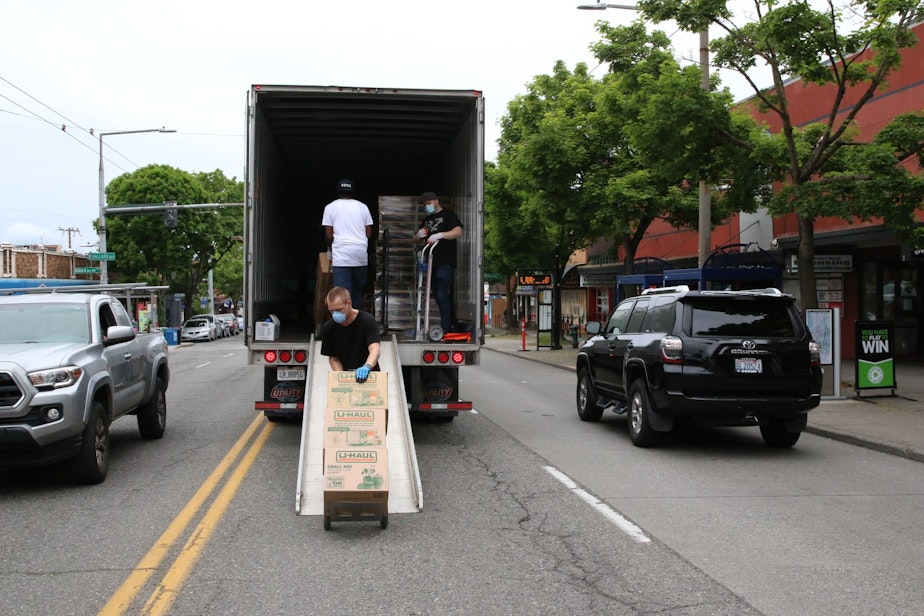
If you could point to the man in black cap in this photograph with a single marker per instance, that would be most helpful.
(347, 228)
(443, 226)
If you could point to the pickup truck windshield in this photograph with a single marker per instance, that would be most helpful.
(56, 323)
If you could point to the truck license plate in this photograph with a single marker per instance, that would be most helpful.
(748, 366)
(290, 374)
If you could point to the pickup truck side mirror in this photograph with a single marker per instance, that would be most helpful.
(117, 334)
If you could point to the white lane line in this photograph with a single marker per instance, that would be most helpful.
(608, 512)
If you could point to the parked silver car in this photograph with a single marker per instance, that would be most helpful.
(230, 323)
(198, 328)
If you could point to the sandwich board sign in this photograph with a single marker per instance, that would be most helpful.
(875, 365)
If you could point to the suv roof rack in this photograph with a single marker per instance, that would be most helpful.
(772, 291)
(86, 288)
(681, 288)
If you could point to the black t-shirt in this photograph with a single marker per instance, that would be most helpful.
(444, 220)
(350, 344)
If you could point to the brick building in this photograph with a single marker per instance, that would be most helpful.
(861, 267)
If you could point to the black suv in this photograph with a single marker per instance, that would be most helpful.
(724, 358)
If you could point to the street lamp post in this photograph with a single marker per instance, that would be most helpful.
(104, 265)
(705, 200)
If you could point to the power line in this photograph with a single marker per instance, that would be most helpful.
(63, 127)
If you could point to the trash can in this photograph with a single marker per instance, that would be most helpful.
(172, 336)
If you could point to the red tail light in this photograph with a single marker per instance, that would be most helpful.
(672, 350)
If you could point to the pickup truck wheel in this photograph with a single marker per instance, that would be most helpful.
(152, 415)
(588, 410)
(92, 461)
(640, 430)
(775, 434)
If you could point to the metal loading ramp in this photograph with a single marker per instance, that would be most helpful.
(405, 494)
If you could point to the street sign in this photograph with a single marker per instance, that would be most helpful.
(101, 256)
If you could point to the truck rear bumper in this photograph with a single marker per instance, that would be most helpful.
(680, 405)
(19, 449)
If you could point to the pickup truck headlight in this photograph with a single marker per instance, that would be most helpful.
(55, 377)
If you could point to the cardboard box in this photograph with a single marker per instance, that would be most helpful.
(344, 392)
(356, 470)
(350, 428)
(267, 330)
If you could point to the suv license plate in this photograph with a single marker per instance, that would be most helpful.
(748, 366)
(290, 374)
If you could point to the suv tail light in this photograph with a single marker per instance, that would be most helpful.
(815, 352)
(672, 349)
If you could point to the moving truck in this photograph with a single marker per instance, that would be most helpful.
(394, 144)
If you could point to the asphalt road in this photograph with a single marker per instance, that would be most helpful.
(732, 527)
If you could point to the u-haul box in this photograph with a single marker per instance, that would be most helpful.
(344, 392)
(354, 427)
(356, 469)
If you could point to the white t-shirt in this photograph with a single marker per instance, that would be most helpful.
(349, 218)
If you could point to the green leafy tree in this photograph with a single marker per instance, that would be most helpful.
(545, 153)
(849, 49)
(509, 238)
(178, 257)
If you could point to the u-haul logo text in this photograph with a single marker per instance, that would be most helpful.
(354, 416)
(357, 456)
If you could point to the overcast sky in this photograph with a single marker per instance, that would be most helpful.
(113, 65)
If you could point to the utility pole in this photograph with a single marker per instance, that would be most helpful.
(70, 235)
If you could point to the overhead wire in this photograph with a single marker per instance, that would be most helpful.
(63, 127)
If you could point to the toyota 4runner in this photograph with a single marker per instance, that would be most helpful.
(724, 358)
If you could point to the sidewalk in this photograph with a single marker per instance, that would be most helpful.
(891, 424)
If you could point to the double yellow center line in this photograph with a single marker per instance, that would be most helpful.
(169, 587)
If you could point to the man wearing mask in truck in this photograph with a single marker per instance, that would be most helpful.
(350, 339)
(347, 228)
(443, 226)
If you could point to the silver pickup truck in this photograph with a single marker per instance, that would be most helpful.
(70, 364)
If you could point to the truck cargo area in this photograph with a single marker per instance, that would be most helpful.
(303, 139)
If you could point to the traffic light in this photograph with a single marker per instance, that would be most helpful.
(170, 217)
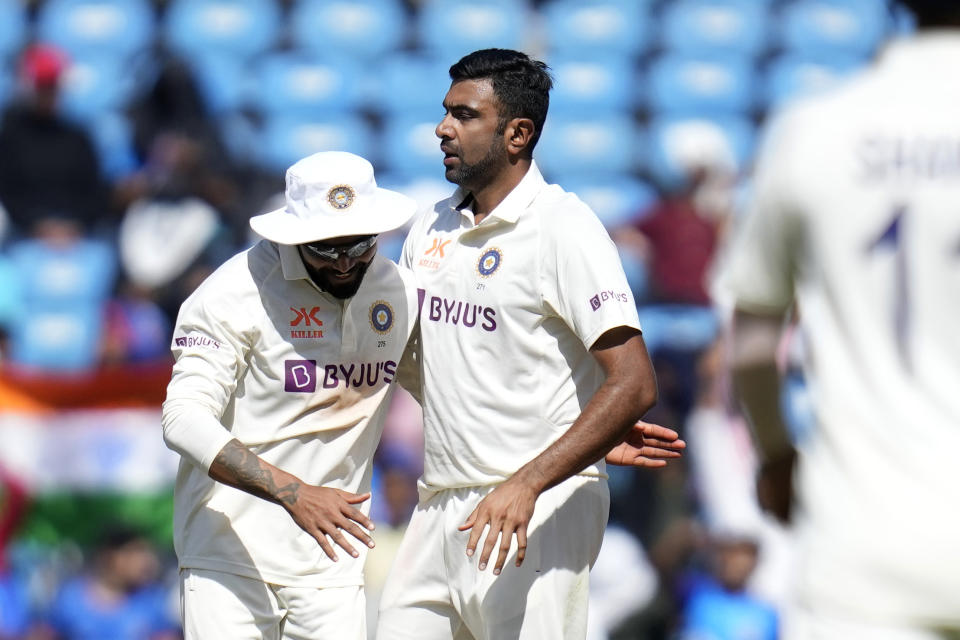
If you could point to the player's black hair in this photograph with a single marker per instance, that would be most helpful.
(522, 85)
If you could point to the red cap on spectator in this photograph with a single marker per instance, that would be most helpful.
(42, 65)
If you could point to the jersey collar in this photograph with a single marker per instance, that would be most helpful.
(292, 263)
(516, 202)
(938, 48)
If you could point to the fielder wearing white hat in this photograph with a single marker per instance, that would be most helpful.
(333, 194)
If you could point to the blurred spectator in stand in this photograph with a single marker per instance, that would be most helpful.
(397, 467)
(177, 226)
(119, 597)
(716, 603)
(49, 167)
(180, 148)
(677, 238)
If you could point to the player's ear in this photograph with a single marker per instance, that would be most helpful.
(518, 134)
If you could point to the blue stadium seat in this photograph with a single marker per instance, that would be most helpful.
(14, 27)
(593, 145)
(410, 146)
(704, 27)
(98, 27)
(298, 84)
(823, 28)
(94, 84)
(360, 29)
(584, 26)
(62, 340)
(286, 140)
(590, 82)
(11, 293)
(616, 198)
(113, 137)
(7, 85)
(694, 85)
(677, 144)
(232, 28)
(225, 82)
(413, 82)
(450, 29)
(678, 327)
(793, 76)
(77, 274)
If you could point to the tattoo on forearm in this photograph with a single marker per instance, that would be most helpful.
(238, 466)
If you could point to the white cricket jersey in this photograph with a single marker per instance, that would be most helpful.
(510, 308)
(302, 379)
(857, 213)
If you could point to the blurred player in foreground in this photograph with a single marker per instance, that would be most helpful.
(285, 359)
(532, 368)
(856, 217)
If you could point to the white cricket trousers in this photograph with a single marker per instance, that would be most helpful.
(224, 606)
(435, 592)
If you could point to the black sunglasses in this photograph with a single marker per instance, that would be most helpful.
(332, 253)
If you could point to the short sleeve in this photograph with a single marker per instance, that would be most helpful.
(583, 281)
(759, 267)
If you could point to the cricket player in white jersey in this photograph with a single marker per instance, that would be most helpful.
(856, 218)
(532, 368)
(285, 359)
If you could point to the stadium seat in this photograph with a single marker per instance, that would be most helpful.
(704, 27)
(94, 84)
(359, 29)
(410, 146)
(285, 140)
(594, 26)
(678, 144)
(14, 28)
(53, 276)
(823, 28)
(701, 85)
(450, 29)
(593, 145)
(112, 135)
(7, 86)
(225, 82)
(616, 198)
(412, 82)
(793, 76)
(586, 83)
(678, 327)
(117, 28)
(58, 339)
(232, 28)
(298, 84)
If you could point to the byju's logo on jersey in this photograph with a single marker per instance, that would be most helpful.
(191, 340)
(489, 262)
(307, 319)
(381, 316)
(434, 254)
(300, 376)
(597, 301)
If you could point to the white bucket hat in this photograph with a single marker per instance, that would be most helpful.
(333, 194)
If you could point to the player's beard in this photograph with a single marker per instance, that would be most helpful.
(340, 290)
(479, 174)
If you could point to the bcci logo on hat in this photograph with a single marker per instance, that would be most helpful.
(489, 262)
(341, 196)
(381, 317)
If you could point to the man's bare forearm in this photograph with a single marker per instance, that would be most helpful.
(239, 467)
(604, 423)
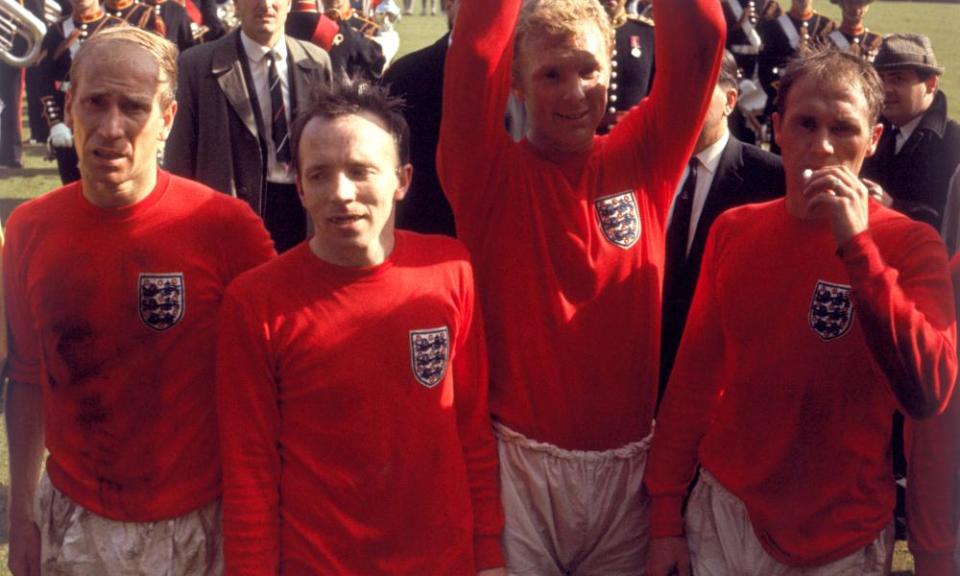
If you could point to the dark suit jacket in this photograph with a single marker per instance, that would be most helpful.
(918, 177)
(215, 133)
(745, 174)
(418, 79)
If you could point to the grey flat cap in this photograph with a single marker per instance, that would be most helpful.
(906, 51)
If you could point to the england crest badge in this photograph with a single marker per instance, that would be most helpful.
(161, 300)
(619, 219)
(831, 310)
(429, 353)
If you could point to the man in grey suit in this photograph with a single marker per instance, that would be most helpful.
(723, 173)
(234, 138)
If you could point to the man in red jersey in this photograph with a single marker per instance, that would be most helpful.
(112, 287)
(566, 232)
(352, 379)
(815, 318)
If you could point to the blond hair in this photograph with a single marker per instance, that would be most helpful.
(562, 18)
(163, 52)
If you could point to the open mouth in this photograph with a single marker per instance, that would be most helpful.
(574, 115)
(344, 220)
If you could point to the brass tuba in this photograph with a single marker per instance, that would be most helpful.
(15, 20)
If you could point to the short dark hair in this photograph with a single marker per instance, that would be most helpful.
(829, 64)
(348, 96)
(729, 72)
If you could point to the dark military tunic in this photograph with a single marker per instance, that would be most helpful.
(866, 44)
(59, 46)
(632, 66)
(176, 22)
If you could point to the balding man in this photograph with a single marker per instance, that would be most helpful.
(113, 284)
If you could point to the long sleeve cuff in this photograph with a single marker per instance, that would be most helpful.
(487, 551)
(666, 517)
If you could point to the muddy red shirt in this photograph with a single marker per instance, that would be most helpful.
(353, 411)
(793, 361)
(114, 312)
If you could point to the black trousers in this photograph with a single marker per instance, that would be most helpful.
(283, 215)
(11, 136)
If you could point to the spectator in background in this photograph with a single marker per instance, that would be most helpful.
(60, 44)
(236, 139)
(418, 79)
(815, 317)
(352, 55)
(352, 377)
(851, 35)
(920, 147)
(565, 229)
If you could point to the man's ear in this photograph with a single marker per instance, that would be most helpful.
(67, 116)
(405, 177)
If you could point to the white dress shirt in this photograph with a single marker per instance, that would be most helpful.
(709, 159)
(257, 59)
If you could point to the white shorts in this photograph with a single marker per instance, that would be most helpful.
(722, 542)
(573, 512)
(77, 542)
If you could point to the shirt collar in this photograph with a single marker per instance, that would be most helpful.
(256, 52)
(907, 129)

Request —
The lines to reproduce run from the one that contains "If you could point to the long" through the last line above; copy them exactly.

Answer to this task —
If you could point to the long sleeve cuff in this photograph with a single marker per instance, that would be most helpful.
(487, 551)
(666, 517)
If you could point to the muddy red shirt in this photograph with a single marker per instance, that would be most helpful.
(353, 411)
(793, 361)
(114, 312)
If you could point to the black trousers in this photograph with a single marker per instance, that would be most helpful.
(283, 215)
(11, 136)
If you could point to the spectator in background in this photograph with a single marker per instance, that would be most helpful.
(60, 44)
(236, 139)
(418, 79)
(815, 317)
(352, 55)
(352, 377)
(851, 35)
(920, 147)
(565, 229)
If you could point to the man's ear in this photograph with a single marker per instance, that would be most helpful.
(67, 116)
(405, 177)
If you could point to the white dress shirt in this photograph with a single marker per instance, that would be most helpful.
(709, 159)
(257, 59)
If you could point to the white shorts in this photograph with a single marker per instance, that would be most helpful.
(722, 542)
(573, 512)
(77, 542)
If you could point to the shirt collar in this photograph with a single marker per instance, that would be most helpful.
(256, 52)
(907, 129)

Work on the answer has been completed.